— begin —
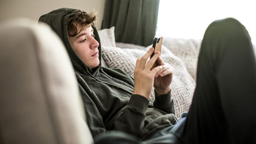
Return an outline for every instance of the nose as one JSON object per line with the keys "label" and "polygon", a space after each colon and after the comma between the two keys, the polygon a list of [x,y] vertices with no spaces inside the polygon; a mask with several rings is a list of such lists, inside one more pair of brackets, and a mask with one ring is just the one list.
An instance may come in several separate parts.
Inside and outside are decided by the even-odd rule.
{"label": "nose", "polygon": [[98,47],[99,44],[98,41],[96,40],[94,38],[91,37],[91,42],[90,45],[90,48],[91,49],[96,49]]}

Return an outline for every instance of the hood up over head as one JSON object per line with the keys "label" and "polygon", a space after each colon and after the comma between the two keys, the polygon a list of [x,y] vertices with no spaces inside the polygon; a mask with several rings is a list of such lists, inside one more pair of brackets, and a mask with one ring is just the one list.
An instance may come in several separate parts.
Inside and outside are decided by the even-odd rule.
{"label": "hood up over head", "polygon": [[[76,71],[85,74],[86,74],[85,73],[88,72],[93,75],[96,75],[101,67],[101,48],[99,37],[94,24],[92,24],[92,27],[93,29],[94,38],[99,44],[98,49],[100,63],[98,66],[93,69],[92,71],[77,55],[72,48],[69,39],[68,21],[69,18],[73,16],[75,13],[78,11],[78,9],[68,8],[60,8],[42,15],[40,17],[39,21],[46,23],[50,25],[61,38],[67,49]],[[83,13],[86,12],[83,11]]]}

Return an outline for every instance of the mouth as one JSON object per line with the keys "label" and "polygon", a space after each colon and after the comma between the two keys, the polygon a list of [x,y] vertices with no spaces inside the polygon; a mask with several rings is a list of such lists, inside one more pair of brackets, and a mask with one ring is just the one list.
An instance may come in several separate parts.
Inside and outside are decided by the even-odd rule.
{"label": "mouth", "polygon": [[99,52],[96,52],[93,55],[91,56],[92,57],[96,57],[99,56]]}

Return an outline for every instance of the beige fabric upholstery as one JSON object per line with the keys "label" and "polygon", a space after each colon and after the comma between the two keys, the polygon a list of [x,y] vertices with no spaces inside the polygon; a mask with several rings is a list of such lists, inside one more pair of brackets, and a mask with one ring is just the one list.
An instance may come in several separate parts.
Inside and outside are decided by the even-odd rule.
{"label": "beige fabric upholstery", "polygon": [[71,62],[48,26],[0,26],[0,143],[91,144]]}

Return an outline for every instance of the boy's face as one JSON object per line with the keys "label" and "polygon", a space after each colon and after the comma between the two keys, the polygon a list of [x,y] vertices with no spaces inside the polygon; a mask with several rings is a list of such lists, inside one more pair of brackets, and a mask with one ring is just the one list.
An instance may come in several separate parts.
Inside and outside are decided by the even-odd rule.
{"label": "boy's face", "polygon": [[[78,24],[77,31],[82,27]],[[71,46],[82,61],[91,70],[99,64],[99,42],[94,39],[93,30],[90,26],[74,36],[69,36]]]}

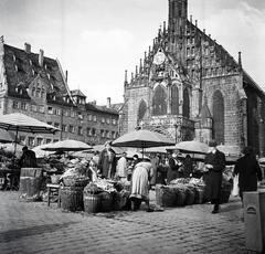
— end —
▶ _Written request_: Copy every line of the records above exactly as it appears, leaving out the pictures.

▶ _Solution to the problem_:
Return an outline for every instance of the nose as one JSON object per line with the keys "label" and "polygon", a space after each colon and after the comma between the two keys, the polygon a list of [x,y] vertices with no spaces inside the polygon; a mask with several rings is a list of such lists, inside one more pair of brackets, and a mask with one ring is just the one list.
An instance may come in several separate parts.
Inside and outside are decided by the even-odd rule.
{"label": "nose", "polygon": [[98,47],[99,44],[98,41],[96,40],[94,38],[91,37],[91,42],[90,45],[90,48],[91,49],[96,49]]}

Return an outline for every instance of the hood up over head as one JSON object per line with the keys "label" and "polygon", a space after each colon and after the comma between the two keys, the polygon a list of [x,y] vertices with no spaces inside the polygon; a mask with several rings is a list of such lists, inside one more pair of brackets, and a mask with one ring is just the one list.
An instance may come in several separate parts.
Inside and outside are decided by the even-odd rule.
{"label": "hood up over head", "polygon": [[[76,71],[85,74],[86,74],[85,73],[88,72],[93,75],[96,75],[101,67],[101,48],[99,37],[94,24],[92,24],[92,27],[93,29],[94,38],[99,44],[98,49],[100,63],[98,66],[93,69],[92,71],[77,55],[72,48],[69,39],[68,21],[69,18],[73,16],[75,13],[78,11],[78,9],[68,8],[60,8],[42,15],[40,17],[39,21],[46,23],[50,25],[61,38],[67,49]],[[83,13],[86,12],[83,11]]]}

Return an outline for every instance of the mouth as one JSON object per line with the keys "label" and "polygon", a space after each colon and after the comma between the two keys, the polygon a list of [x,y] vertices with no spaces inside the polygon; a mask with several rings is a list of such lists, inside one more pair of brackets, and a mask with one ring is just the one list.
An instance may come in several separate parts.
Inside and outside are decided by the even-odd rule.
{"label": "mouth", "polygon": [[99,52],[96,52],[93,55],[91,56],[92,57],[96,57],[99,56]]}

Return an outline for every instance of the beige fabric upholstery as one JSON object per line with the keys "label" and "polygon", a space after each colon and after the comma between the two keys, the polygon a list of [x,y] vertices with no spaces inside the polygon; a mask with several rings is a list of such lists, inside one more pair of brackets, and a mask with one ring is just the one list.
An instance may come in several separate parts.
Inside and outside are decided by the even-odd rule.
{"label": "beige fabric upholstery", "polygon": [[71,62],[48,26],[0,26],[0,143],[91,144]]}

Return an outline for every instance of the boy's face as one JSON object per line with the keys "label" and "polygon", a space after each colon and after the comma between the two keys, the polygon a list of [x,y] vertices with no spaces inside the polygon; a mask with several rings is a list of such lists, inside one more pair of brackets, and a mask with one ring is just the one list.
An instance may come in several separate parts.
Inside and outside are decided by the even-odd rule.
{"label": "boy's face", "polygon": [[[78,24],[77,31],[82,27]],[[71,46],[82,61],[91,70],[99,64],[99,42],[94,39],[93,30],[90,26],[74,36],[69,36]]]}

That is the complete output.